What you should do.
Repeat all of the records verbatim.
--- Records for processing ---
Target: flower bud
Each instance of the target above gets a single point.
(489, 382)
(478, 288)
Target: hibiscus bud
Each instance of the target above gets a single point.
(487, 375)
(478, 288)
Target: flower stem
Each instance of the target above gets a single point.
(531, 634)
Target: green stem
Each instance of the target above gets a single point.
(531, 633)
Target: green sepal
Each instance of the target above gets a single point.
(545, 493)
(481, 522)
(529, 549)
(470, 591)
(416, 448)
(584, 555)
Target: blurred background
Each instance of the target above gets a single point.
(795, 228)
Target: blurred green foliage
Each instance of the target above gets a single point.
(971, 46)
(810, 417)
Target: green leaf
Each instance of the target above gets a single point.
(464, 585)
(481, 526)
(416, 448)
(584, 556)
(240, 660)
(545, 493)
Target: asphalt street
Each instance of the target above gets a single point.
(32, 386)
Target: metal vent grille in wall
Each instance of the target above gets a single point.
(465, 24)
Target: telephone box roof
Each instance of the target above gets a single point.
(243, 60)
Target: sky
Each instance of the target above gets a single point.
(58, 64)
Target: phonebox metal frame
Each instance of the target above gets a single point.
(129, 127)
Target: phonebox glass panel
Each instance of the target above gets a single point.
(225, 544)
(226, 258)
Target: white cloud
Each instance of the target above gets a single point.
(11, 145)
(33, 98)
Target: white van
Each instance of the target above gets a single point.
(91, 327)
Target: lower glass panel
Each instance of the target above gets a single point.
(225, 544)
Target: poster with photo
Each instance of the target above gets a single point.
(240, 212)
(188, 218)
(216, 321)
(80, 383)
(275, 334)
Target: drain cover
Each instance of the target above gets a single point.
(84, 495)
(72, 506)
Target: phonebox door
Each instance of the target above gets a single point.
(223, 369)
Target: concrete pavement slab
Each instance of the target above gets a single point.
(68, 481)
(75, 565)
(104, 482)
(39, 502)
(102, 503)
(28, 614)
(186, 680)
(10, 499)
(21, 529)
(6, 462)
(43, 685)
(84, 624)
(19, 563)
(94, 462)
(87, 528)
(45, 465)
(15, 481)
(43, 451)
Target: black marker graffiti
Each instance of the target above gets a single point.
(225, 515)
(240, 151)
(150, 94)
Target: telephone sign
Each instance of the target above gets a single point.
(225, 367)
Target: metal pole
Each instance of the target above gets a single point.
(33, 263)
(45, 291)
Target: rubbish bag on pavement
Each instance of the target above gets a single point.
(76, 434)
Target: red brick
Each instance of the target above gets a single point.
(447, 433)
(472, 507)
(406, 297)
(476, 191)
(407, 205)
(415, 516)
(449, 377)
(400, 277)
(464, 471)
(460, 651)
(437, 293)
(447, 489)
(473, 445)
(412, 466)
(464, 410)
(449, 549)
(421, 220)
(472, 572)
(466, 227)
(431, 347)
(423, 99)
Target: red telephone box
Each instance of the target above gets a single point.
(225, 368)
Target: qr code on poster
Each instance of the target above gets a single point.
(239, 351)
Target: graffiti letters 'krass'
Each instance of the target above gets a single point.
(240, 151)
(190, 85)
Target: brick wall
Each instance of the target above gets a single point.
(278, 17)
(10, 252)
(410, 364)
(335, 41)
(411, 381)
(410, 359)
---
Expected output.
Target: flower bud
Each instance of the target above gets a single point.
(489, 382)
(478, 288)
Target: hibiscus bud
Each instance of the target above gets a single point.
(487, 375)
(478, 288)
Target: flower stem
Each instance of the target above gets a single point.
(531, 634)
Target: green stem
Each instance of the target above gets a single point.
(531, 633)
Target: green sepal
Each instance of the target above gets a single point.
(545, 493)
(481, 522)
(529, 549)
(470, 591)
(416, 448)
(584, 555)
Target: blurred background
Each instance of the target above gets a single point.
(795, 228)
Target: blurred green foliage
Each instance of the target above gets a single point.
(971, 46)
(810, 417)
Target: green leaf
Each instance of the target above gets a single point.
(464, 585)
(481, 526)
(416, 448)
(584, 556)
(240, 660)
(545, 493)
Target: asphalt street
Each instance of the target above gets a single point.
(32, 386)
Target: metal vent grille in wall
Each instance of the target above gets a single point.
(465, 24)
Target: telephone box roof
Each instance of the target above gets a single point.
(243, 60)
Target: sky
Each instance of the target above gets a single point.
(58, 64)
Target: phonebox metal frame
Each instance of the target above gets a single point.
(129, 127)
Target: phonebox glass panel
Each instance of the target above gets a single point.
(225, 544)
(226, 258)
Target: white cloud
Each instance of the target above gets a single point.
(11, 145)
(33, 98)
Target: white van
Each instance of the target above gets a single point.
(91, 327)
Target: lower glass panel
Each instance of the target above gets a single point.
(225, 544)
Target: poster with photo
Each instance of the target above gets a single point.
(240, 212)
(188, 218)
(216, 321)
(80, 383)
(275, 334)
Target: drain cover
Each instance of the target above gets a single point.
(84, 495)
(72, 506)
Target: phonebox door
Each instance of the target above gets a single point.
(223, 369)
Target: concrete pavement slab
Each instance of the target above gets a single point.
(68, 481)
(75, 565)
(104, 482)
(39, 502)
(102, 503)
(28, 614)
(186, 680)
(10, 499)
(21, 529)
(6, 462)
(43, 685)
(84, 624)
(19, 563)
(94, 462)
(87, 528)
(45, 465)
(15, 481)
(43, 451)
Target: black marker graffiti
Each instance of the target above gets a single point.
(225, 515)
(240, 151)
(150, 94)
Target: telephone sign
Each instance of the target above gets a single point.
(225, 367)
Target: metal pole
Each instance of the target above gets a single point.
(33, 263)
(45, 291)
Target: rubbish bag on pavement
Each instance of the target above gets a single point.
(76, 434)
Target: red brick
Each instance of the target above gets a single point.
(447, 433)
(472, 507)
(406, 297)
(476, 191)
(407, 205)
(415, 516)
(449, 377)
(400, 277)
(464, 471)
(460, 651)
(437, 293)
(447, 489)
(473, 445)
(412, 466)
(464, 410)
(449, 549)
(421, 220)
(472, 572)
(466, 227)
(431, 347)
(423, 99)
Target: red telephone box
Each instance of the target above gets a single point.
(225, 368)
Target: qr code on poster
Each instance of the target above gets a single point.
(239, 351)
Target: graffiti letters 'krass'
Each instance of the target above gets a single point.
(240, 151)
(190, 85)
Target: brick wall
Each instance of the target above gets a single point.
(278, 17)
(10, 252)
(410, 364)
(335, 41)
(411, 381)
(410, 359)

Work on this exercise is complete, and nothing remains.